(Image point grounding data)
....................

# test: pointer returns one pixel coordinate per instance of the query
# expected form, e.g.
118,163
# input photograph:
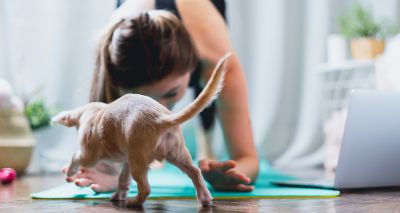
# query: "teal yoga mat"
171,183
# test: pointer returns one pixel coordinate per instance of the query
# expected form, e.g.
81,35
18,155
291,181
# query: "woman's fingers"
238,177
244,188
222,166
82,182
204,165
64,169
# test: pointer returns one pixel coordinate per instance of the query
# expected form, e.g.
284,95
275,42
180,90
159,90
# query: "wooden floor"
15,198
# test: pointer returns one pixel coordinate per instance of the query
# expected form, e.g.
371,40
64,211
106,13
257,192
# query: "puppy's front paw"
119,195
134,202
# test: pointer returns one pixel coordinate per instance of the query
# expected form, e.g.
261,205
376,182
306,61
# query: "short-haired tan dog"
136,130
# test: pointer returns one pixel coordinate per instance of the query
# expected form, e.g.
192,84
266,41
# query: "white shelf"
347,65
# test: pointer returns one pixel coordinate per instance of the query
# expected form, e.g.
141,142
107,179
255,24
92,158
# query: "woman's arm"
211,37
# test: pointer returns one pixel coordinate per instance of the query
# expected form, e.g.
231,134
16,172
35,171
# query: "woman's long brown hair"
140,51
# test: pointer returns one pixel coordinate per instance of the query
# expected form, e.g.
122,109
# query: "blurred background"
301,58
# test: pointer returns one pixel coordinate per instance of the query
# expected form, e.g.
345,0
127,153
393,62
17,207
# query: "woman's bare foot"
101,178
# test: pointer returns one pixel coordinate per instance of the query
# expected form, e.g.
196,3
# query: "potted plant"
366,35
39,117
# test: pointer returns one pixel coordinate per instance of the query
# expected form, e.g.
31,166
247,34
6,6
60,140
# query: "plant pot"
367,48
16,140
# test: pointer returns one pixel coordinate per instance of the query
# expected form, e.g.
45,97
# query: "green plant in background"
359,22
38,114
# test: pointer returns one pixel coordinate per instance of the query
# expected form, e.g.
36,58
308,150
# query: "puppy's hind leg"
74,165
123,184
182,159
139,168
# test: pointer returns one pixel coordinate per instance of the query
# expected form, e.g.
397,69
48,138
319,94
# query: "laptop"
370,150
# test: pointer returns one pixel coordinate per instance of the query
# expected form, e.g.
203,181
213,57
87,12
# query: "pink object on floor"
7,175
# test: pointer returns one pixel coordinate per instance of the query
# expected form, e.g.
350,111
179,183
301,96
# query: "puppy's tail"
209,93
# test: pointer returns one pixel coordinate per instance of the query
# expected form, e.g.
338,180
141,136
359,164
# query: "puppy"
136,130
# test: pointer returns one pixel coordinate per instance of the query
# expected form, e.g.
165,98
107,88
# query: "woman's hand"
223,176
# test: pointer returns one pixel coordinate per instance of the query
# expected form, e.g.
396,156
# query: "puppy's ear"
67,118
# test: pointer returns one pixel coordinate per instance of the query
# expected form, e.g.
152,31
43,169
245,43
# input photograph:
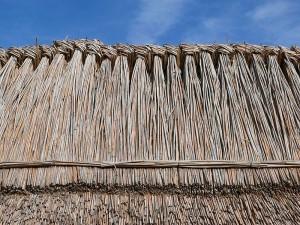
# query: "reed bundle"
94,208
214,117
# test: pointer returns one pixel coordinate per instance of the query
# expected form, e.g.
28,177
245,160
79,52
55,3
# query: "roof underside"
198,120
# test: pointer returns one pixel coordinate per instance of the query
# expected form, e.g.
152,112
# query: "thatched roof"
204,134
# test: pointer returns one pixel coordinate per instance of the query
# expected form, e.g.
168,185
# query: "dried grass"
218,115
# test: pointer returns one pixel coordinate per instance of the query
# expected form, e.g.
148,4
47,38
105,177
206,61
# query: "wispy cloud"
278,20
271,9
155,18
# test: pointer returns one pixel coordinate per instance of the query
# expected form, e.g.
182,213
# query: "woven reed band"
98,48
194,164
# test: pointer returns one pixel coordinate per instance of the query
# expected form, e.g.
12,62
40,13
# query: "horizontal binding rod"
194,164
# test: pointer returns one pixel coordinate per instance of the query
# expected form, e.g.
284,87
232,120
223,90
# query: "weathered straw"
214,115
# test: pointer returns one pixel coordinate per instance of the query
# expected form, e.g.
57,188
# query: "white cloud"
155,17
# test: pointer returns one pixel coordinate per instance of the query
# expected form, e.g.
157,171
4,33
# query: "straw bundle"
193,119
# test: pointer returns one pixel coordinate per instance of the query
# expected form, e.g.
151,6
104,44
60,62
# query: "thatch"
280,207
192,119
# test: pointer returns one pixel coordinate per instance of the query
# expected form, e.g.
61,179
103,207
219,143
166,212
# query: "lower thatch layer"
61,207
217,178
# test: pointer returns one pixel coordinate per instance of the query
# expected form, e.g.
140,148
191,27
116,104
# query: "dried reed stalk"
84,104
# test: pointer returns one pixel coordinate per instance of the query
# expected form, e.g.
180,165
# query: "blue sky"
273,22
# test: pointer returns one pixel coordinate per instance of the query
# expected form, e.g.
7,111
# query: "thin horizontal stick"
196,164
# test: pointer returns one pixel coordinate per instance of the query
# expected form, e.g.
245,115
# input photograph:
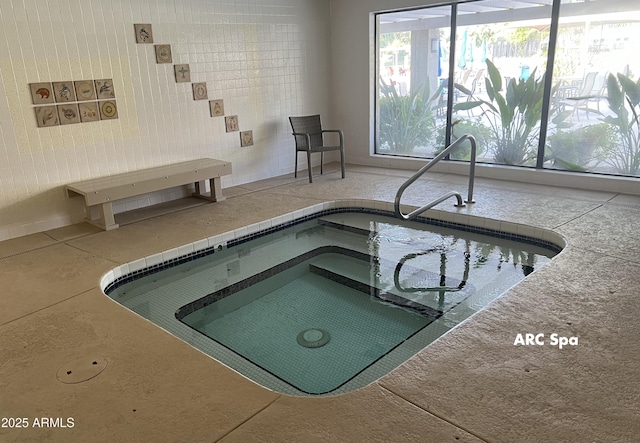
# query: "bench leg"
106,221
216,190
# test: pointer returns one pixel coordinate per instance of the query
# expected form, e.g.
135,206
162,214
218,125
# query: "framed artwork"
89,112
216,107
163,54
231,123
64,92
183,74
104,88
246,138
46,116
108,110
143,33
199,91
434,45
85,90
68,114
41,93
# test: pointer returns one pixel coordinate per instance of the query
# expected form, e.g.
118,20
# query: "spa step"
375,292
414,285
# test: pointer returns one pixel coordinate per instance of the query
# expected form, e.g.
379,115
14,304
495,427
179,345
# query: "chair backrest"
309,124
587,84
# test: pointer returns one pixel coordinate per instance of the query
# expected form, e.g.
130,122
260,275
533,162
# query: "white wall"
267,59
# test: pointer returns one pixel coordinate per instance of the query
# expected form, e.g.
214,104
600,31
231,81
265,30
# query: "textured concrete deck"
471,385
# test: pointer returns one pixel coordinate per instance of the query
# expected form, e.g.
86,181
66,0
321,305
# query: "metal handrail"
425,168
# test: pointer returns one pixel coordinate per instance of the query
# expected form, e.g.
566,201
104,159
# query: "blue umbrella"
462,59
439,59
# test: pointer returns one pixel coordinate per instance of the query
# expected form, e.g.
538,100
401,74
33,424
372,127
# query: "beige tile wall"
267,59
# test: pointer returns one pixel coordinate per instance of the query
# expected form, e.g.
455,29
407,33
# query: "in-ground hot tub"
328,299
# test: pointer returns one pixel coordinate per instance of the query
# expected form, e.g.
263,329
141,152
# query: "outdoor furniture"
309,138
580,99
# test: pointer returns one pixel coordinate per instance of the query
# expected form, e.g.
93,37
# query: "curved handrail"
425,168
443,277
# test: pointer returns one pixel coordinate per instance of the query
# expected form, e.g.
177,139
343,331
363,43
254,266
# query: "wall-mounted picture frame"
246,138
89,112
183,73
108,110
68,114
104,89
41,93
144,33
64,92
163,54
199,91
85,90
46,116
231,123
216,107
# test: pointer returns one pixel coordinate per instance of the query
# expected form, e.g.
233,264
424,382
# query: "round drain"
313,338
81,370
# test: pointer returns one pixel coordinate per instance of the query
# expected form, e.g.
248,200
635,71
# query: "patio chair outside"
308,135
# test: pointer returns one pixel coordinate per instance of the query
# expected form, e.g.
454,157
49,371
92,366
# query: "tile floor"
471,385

....................

Action item: Leave the pictures out and reproduce each record exactly as written.

Result of the exercise:
# test: pointer returns one pixel coordinate per instance of the query
# expected form, e.g.
118,163
# input photograph:
# query: "teal yoga mat"
171,183
# test: pointer returns one pixel coordinate per instance of the query
# expected form, e.g.
81,35
18,155
291,181
# query: "woman's fingers"
238,177
244,188
222,166
82,182
204,165
64,169
# test: pointer returns one pixel coordinate per instance of the query
# expected form, e.g.
284,95
275,42
180,90
159,90
# query: "wooden floor"
15,198
# test: pointer returns one pixel coordinate per instance of the query
# expected form, e.g.
371,40
64,211
106,13
257,192
# query: "puppy's front paw"
119,195
134,202
# test: pointer returns one pixel coordinate per instance of the query
# expected form, e.g.
261,205
376,182
306,61
# query: "short-haired tan dog"
136,130
# test: pointer returns one pixel coordinate per instance of the query
# expected form, e.g.
192,84
266,41
# query: "white shelf"
347,65
# test: pointer returns one pixel coordinate per instance of the query
# expected form, e.g.
141,142
107,179
255,24
92,158
# query: "woman's arm"
211,37
# test: pointer returns one pixel coordinate per instance of the query
# expected form, e.g.
231,134
16,172
35,171
# query: "woman's long brown hair"
140,51
# test: pointer returns one pixel coordinate per instance of the query
# expected form, e.g.
122,109
# query: "blurred background"
301,58
# test: pointer returns one pixel coordinate per instance of the query
# expected form, e.g.
345,0
127,153
393,62
17,207
# query: "woman's bare foot"
101,178
# test: pointer returns one pixel coordinate per instance of the query
# expected form, e.g.
196,3
# query: "potted plant"
366,35
39,117
# test: pointer returns one pixel coordinate per instance of the query
# expected form, e.g.
31,166
247,34
6,6
60,140
# query: "plant pot"
367,48
16,140
# test: pointer returns one pixel coordinate per instance of the query
# expected form, e.g.
45,97
# query: "green plant in background"
359,22
38,114
# test: pointer returns one pixel coordinate per instance of the query
# expected form, e.g.
36,58
308,150
# query: "puppy's hind leg"
74,165
123,184
182,159
139,168
# test: pointer returns one pixel coordinate per instance of the query
# expected form, e.g.
397,69
48,138
319,94
# query: "laptop"
370,150
# test: pointer returns one pixel coordinate per instance of the query
# expected form, e.g.
203,181
213,57
87,12
# query: "pink object on floor"
7,175
# test: pointer returns one pixel coordinate per instance of the query
# expected form, e.g.
350,111
179,183
301,96
# query: "puppy's tail"
209,93
# test: pointer returns one pixel coordinate per instance of the query
# expected form, e.g.
338,180
141,136
359,164
# query: "puppy"
136,130
# test: pointer returns one pixel coordinate per instance of the query
# expected form, e.g.
165,98
107,88
# query: "woman's hand"
223,176
# test: pointer returns one pixel coordinate per instance of the query
# expected form, e.g.
396,156
# query: "puppy's ear"
67,118
# test: pointer returns one pixel coordinate per instance of the query
# expected form, e.g.
152,31
43,169
245,43
# input photograph:
# query: "reed bundle"
94,208
214,117
# test: pointer returns one pixel coordinate per instance of the query
# expected form, e.g.
28,177
245,160
79,52
55,3
# query: "roof underside"
198,120
# test: pointer returns one pixel coordinate per instance of the query
# expected form, e.g.
152,112
# query: "thatched roof"
204,134
# test: pointer returns one pixel coordinate per instance of the query
# expected form, e.g.
168,185
# query: "dried grass"
218,115
# test: pointer returns one pixel coordinate per instance of the query
# expected form, e.g.
148,4
47,38
105,177
206,61
# query: "wispy cloud"
278,20
271,9
155,18
# test: pointer returns one pixel coordinate per instance of the query
# expected form, e.g.
182,213
# query: "woven reed band"
98,48
194,164
# test: pointer returns one pixel coordinate per instance of the query
# expected form, e.g.
12,62
40,13
# query: "horizontal binding rod"
194,164
# test: pointer returns one pixel coordinate per instance of the query
# expected form, e.g.
284,87
232,120
223,90
# query: "weathered straw"
214,115
# test: pointer returns one pixel coordinate per instance of the query
# expected form, e.g.
57,188
# query: "white cloud"
155,17
# test: pointer returns one pixel coordinate per instance of the query
# expected form, e.g.
157,171
4,33
# query: "straw bundle"
193,119
# test: pointer returns one pixel coordinate per instance of the query
# expected form, e.g.
151,6
104,44
60,62
# query: "thatch"
280,207
192,119
# test: pointer returns one pixel coordinate per instance of the query
# expected form, e.g.
61,179
103,207
219,143
166,212
# query: "lower thatch layer"
61,207
217,178
# test: pointer returns one pixel coordinate per instance of the query
# expected form, e.g.
140,148
191,27
116,104
# query: "dried reed stalk"
84,104
# test: pointer returns one pixel coordinate per instance of the query
# expected form, e.g.
180,165
# query: "blue sky"
273,22
# test: pointer returns one pixel coordinate per instance of the query
# expected form, e.g.
7,111
# query: "thin horizontal stick"
196,164
# test: pointer returns one pixel coordinate per instance of the query
# expected form, e.g.
245,115
# input photograph:
# query: "bench leg"
106,221
216,190
# test: pointer returns one pixel coordinate per instance of the query
# expected form, e.g.
135,206
162,214
218,125
# query: "framed artwork"
89,112
216,107
163,54
231,123
64,92
183,74
104,88
246,138
46,116
108,110
143,33
199,91
434,45
85,90
68,114
41,93
# test: pointer returns one pixel coordinate per instance of the query
# expected form, e.g.
118,20
# query: "spa step"
375,292
414,285
# test: pointer returns one pixel coordinate per instance of the query
# expected form, e.g.
379,115
14,304
495,427
179,345
# query: "chair backrest"
309,124
587,84
# test: pointer returns one pixel coordinate per instance of the query
# expected form, e.g.
130,122
260,275
533,162
# query: "white wall"
267,59
# test: pointer returns one pixel coordinate per instance of the query
# expected form, e.g.
214,104
600,31
231,81
265,30
# query: "textured concrete deck"
471,385
# test: pointer returns one pixel coordinate per instance of the query
# expected form, e.g.
86,181
66,0
321,305
# query: "metal handrail"
425,168
# test: pointer returns one pixel coordinate per instance of the query
# expected form, e.g.
566,201
104,159
# query: "blue umbrella"
462,59
439,59
# test: pointer returns one pixel coordinate per instance of the query
# expected form, e.g.
538,100
401,74
33,424
372,127
# query: "beige tile wall"
267,59
# test: pointer returns one pixel coordinate per instance of the query
# expected form, e.g.
455,29
407,33
# query: "in-ground hot tub"
328,299
# test: pointer returns one pixel coordinate per instance of the query
# expected form, e.g.
263,329
141,152
# query: "outdoor furniture"
309,138
580,99
# test: pointer returns one pixel coordinate per instance of the query
# expected form, e.g.
93,37
# query: "curved handrail"
425,168
443,277
# test: pointer returns one pixel coordinate per instance of the query
# expected form, e.g.
177,139
343,331
363,43
254,266
# query: "wall-mounted picture frame"
246,138
89,112
183,73
108,110
68,114
104,89
41,93
144,33
64,92
163,54
199,91
85,90
46,116
231,123
216,107
# test: pointer returns one pixel coordinate per instance of the query
# expected form, e.g.
233,264
424,382
# query: "round drain"
313,338
81,370
# test: pointer returns one pixel coordinate per instance of the query
# expected form, e.g.
248,200
635,71
# query: "patio chair outside"
308,135
# test: pointer returns one pixel coordinate per instance of the query
# expected form, e.g.
454,157
49,371
92,366
# query: "tile floor"
471,385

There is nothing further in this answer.